• **Aim of the task**
Identify all lines in the listing that include the word "window", and copy them out.

_ _ _ _ _ _ _

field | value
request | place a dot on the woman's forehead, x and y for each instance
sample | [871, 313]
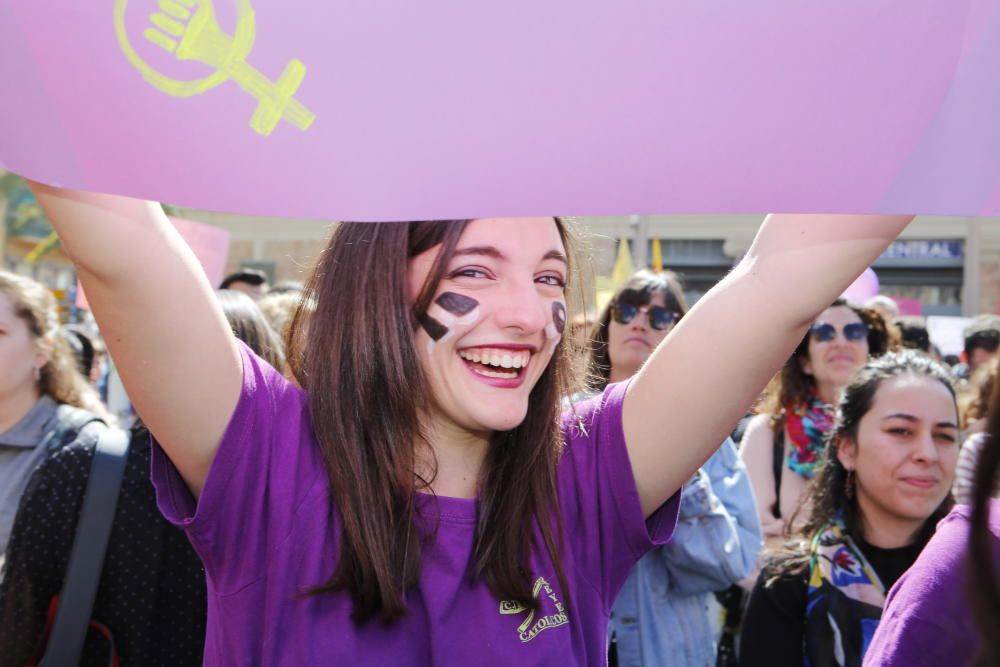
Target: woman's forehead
[838, 315]
[536, 234]
[923, 397]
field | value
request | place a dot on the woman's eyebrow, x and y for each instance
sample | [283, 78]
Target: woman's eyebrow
[486, 250]
[493, 252]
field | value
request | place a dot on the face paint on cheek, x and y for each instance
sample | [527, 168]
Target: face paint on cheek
[554, 329]
[434, 329]
[456, 311]
[559, 316]
[456, 304]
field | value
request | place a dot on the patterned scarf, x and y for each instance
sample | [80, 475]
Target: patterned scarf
[845, 600]
[806, 425]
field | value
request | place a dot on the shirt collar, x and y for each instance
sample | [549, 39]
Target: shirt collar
[32, 428]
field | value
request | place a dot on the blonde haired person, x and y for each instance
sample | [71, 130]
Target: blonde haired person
[41, 391]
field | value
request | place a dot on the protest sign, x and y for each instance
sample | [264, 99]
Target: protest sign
[399, 110]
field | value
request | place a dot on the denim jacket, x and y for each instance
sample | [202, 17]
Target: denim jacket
[661, 615]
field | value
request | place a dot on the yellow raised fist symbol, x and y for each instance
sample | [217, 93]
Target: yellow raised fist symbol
[189, 30]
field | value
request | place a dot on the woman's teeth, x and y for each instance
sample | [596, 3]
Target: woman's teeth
[492, 360]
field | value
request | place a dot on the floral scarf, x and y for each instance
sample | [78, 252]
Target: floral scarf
[806, 425]
[845, 600]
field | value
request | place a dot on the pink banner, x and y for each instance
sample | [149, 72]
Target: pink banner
[909, 306]
[399, 110]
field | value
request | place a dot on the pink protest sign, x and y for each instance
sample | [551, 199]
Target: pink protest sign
[210, 245]
[402, 110]
[909, 306]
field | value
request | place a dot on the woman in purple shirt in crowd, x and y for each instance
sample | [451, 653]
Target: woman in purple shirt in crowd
[946, 609]
[418, 500]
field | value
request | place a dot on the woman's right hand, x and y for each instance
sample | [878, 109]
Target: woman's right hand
[159, 317]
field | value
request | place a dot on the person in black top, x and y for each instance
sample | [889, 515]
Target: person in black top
[150, 607]
[881, 487]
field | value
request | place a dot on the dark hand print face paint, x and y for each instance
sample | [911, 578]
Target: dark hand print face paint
[455, 309]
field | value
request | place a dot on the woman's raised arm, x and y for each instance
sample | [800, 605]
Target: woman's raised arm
[712, 366]
[158, 314]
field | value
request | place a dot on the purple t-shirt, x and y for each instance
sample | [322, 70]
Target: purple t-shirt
[265, 533]
[927, 619]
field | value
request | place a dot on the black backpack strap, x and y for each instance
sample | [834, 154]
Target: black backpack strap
[69, 422]
[76, 601]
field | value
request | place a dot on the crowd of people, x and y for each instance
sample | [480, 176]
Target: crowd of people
[420, 457]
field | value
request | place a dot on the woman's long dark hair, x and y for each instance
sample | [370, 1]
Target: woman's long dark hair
[639, 291]
[249, 325]
[352, 348]
[826, 494]
[791, 386]
[984, 581]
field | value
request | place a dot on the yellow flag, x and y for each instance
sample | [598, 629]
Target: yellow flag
[44, 247]
[623, 265]
[657, 256]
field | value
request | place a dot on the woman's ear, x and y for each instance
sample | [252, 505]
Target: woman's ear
[805, 364]
[847, 452]
[43, 352]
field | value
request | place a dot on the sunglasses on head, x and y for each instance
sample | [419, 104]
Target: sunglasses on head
[824, 333]
[660, 318]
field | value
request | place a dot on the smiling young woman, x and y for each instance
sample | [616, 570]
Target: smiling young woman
[783, 440]
[881, 487]
[419, 500]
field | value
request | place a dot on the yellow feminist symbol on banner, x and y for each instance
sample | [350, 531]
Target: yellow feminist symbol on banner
[188, 29]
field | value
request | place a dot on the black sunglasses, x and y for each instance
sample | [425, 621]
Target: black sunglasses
[660, 318]
[824, 333]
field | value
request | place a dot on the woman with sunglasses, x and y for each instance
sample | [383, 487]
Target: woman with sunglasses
[882, 484]
[661, 614]
[418, 500]
[782, 443]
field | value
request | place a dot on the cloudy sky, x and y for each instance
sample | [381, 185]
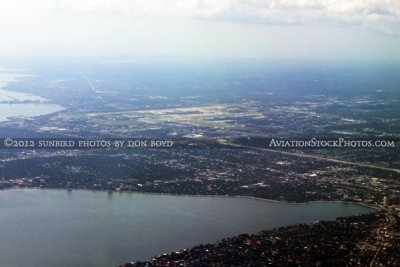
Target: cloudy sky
[317, 29]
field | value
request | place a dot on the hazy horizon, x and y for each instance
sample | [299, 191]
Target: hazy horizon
[195, 29]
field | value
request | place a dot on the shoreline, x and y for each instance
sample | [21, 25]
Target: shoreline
[373, 207]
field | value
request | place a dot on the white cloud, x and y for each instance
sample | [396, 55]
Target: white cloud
[202, 27]
[378, 15]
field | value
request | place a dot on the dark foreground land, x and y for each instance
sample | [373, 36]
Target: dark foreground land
[361, 240]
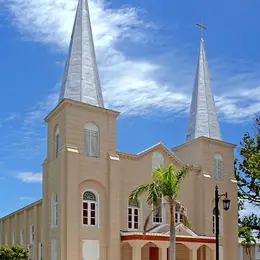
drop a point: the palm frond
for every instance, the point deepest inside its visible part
(137, 192)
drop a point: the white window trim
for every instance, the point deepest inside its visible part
(22, 237)
(91, 127)
(257, 251)
(54, 249)
(57, 146)
(32, 234)
(139, 217)
(218, 167)
(54, 210)
(13, 237)
(97, 209)
(40, 251)
(162, 217)
(221, 223)
(157, 159)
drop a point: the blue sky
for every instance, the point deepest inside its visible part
(146, 53)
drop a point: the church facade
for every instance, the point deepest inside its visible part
(85, 214)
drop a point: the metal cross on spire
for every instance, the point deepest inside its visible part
(202, 28)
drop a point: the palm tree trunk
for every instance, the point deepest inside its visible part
(172, 235)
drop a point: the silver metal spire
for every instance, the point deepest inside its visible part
(203, 119)
(81, 80)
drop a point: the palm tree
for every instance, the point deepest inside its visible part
(166, 183)
(248, 240)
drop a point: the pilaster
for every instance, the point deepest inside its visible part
(114, 208)
(72, 202)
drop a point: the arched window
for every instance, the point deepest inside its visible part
(179, 214)
(22, 237)
(157, 159)
(134, 215)
(90, 208)
(91, 140)
(54, 210)
(13, 237)
(218, 167)
(157, 213)
(57, 141)
(220, 216)
(32, 234)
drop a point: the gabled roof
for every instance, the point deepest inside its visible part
(162, 233)
(157, 147)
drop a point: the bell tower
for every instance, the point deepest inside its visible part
(81, 177)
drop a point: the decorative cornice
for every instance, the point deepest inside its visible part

_ _ _ _ _ _ _

• **Completed task**
drop a point: the white window trim
drop a point: the arched window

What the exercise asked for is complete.